§ What needs to be done
Although the data below contains pictures, please reproduce only its words, exactly.

Source records section start

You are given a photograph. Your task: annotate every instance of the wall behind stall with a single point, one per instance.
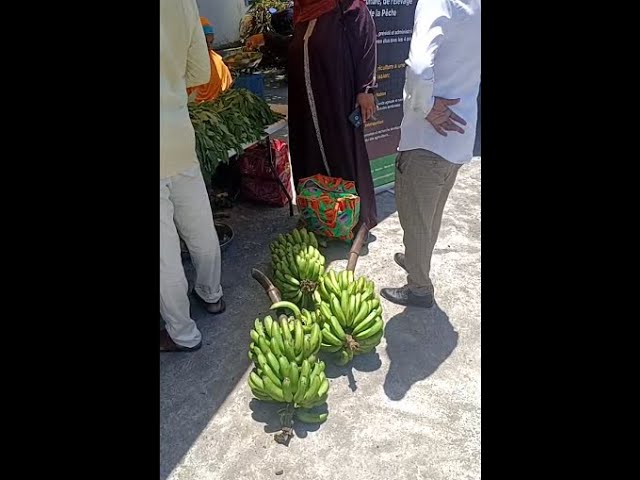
(225, 17)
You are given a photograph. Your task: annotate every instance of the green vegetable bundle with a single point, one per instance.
(235, 118)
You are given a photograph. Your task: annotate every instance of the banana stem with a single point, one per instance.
(286, 421)
(354, 252)
(270, 289)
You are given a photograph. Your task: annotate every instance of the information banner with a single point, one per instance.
(394, 23)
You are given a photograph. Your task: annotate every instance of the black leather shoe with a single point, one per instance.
(399, 258)
(212, 308)
(168, 345)
(404, 296)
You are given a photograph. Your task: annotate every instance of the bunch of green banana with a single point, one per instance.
(305, 386)
(296, 237)
(351, 314)
(297, 272)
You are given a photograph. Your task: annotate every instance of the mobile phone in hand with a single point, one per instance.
(356, 118)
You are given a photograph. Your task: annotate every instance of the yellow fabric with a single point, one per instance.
(184, 63)
(219, 82)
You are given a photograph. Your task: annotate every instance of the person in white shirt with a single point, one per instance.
(437, 133)
(185, 210)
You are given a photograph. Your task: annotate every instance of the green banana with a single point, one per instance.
(364, 324)
(269, 373)
(287, 394)
(306, 417)
(305, 369)
(343, 358)
(352, 312)
(259, 328)
(375, 328)
(325, 347)
(289, 350)
(315, 338)
(299, 337)
(313, 240)
(277, 334)
(337, 310)
(329, 338)
(274, 363)
(313, 389)
(324, 387)
(274, 390)
(256, 380)
(361, 314)
(268, 323)
(291, 306)
(337, 328)
(275, 347)
(302, 389)
(294, 375)
(284, 327)
(254, 335)
(317, 368)
(284, 366)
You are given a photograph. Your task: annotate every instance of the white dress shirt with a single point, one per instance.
(184, 62)
(444, 61)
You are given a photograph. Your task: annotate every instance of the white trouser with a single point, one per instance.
(185, 208)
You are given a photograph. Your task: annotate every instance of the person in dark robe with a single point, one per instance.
(332, 70)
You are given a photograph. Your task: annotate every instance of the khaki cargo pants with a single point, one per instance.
(423, 183)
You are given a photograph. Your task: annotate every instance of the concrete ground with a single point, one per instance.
(409, 411)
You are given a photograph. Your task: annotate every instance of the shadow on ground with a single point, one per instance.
(418, 342)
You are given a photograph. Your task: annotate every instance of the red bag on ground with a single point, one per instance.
(265, 171)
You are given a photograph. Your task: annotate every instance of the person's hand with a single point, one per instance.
(443, 119)
(367, 104)
(255, 41)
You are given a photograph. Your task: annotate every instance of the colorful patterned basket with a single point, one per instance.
(329, 206)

Source records section end

§ Solution to the problem
You are given a photograph. Your task: annotate every instance of the wall behind stall with a single point, one per instance.
(225, 17)
You are given a photograph. Your task: annotate every instance of the green vegetable bundle with a single point, one per instance.
(235, 118)
You are given a photograph. Your task: annotate every instance of the banana stem with a single point, one per instance.
(286, 421)
(354, 252)
(270, 289)
You are given a photograph. Your task: annotate every instance of the information banner with a single point, one per instance.
(394, 23)
You are given a photograph. Your task: annotate every instance of the black leather shoe with a single point, one per instance.
(399, 258)
(212, 308)
(168, 345)
(404, 296)
You are given a photograph. Your task: annotate every instance of the bunch of green banana with a single point, one per instance.
(305, 386)
(296, 237)
(351, 314)
(297, 272)
You are given a photograph. Your task: annotate every instance of the mobile phone in hand with a single point, one per instance.
(356, 118)
You are given a photograph. Your task: annotate every instance of the yellow fabric with a single point, one per instance.
(184, 63)
(219, 82)
You are given a photograph. Your task: annotate every instance of the person in white shirt with a single point, one per instance.
(437, 133)
(185, 210)
You are given a photograph. Your task: annotate every instance of the green banana with a single point, one per instance.
(364, 324)
(269, 373)
(287, 394)
(306, 417)
(305, 369)
(343, 358)
(352, 312)
(259, 328)
(375, 328)
(325, 347)
(289, 350)
(315, 338)
(299, 337)
(313, 240)
(277, 334)
(337, 310)
(329, 338)
(274, 363)
(313, 389)
(324, 387)
(274, 390)
(256, 380)
(361, 314)
(268, 323)
(291, 306)
(337, 328)
(275, 347)
(302, 389)
(294, 375)
(284, 327)
(254, 335)
(317, 368)
(284, 366)
You are given a photograph. Your task: annotate every instance of the white dress shirt with a single point, one per instance.
(184, 62)
(444, 61)
You are given a photograph. Your task: annotate every instance of the white trouser with a single point, one per instance.
(185, 208)
You are given a photograph. Your task: annotate every instance of the person in dark robe with a single point, one per instance.
(332, 70)
You are given a photograph. Your task: annotate every instance of the khaki cargo pants with a single point, one per instance.
(423, 183)
You are given a photograph. Your task: annotate every instance of the concrete ground with a single point, one per instance.
(409, 411)
You are given a photograph. Your task: annotate every instance of the shadow on ground with a single point, one per instance.
(418, 342)
You are given a photograph. Your task: annotate every instance of the red bag on ground with a single point, one per instance.
(265, 171)
You are given a photograph. Your task: annotate every instance of the person's hand with a single point, one per instance.
(443, 119)
(367, 104)
(255, 41)
You are given a photograph. Your task: annotate every instance of the colorful patterned basket with a single point, one per instance.
(329, 206)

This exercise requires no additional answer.